## Short problem
Starting at the line that contains "Confirm that each instance of the vegetation" and ending at the final line below, write out those lines again, requests included. Add -150 to every coordinate in the answers.

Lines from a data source

***

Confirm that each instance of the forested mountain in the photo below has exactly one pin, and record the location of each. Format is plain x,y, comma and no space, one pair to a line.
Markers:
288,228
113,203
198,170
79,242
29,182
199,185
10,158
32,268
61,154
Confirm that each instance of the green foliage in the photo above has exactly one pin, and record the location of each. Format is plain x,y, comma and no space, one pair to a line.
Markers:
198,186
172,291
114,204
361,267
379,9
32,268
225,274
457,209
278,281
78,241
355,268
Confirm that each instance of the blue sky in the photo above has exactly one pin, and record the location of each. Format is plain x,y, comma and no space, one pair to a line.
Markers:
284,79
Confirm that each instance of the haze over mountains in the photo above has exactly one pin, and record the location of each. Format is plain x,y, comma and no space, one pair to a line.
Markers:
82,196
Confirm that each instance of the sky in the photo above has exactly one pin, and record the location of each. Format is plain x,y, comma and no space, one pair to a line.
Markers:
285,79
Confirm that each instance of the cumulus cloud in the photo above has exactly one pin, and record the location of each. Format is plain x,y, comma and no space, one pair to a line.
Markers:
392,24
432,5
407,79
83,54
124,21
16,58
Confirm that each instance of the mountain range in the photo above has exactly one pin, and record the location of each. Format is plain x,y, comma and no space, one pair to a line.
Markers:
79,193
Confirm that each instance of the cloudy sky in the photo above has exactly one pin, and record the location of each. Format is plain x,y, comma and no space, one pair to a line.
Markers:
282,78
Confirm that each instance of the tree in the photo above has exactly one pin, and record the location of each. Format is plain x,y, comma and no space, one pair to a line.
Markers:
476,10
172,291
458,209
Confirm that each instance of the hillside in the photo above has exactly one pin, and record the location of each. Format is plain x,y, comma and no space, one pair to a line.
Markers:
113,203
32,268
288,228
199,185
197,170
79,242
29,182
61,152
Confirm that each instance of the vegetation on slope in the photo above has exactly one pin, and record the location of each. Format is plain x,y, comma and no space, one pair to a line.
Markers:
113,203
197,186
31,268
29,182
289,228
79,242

***

## Answer to this task
Confirm that each instance of the vegetation on slope in the photo above has exactly one pin, and record the location of each. Format is plain x,y, comma and no space, one pair to a line.
Markers:
-37,53
47,36
-119,118
-121,32
139,78
-71,92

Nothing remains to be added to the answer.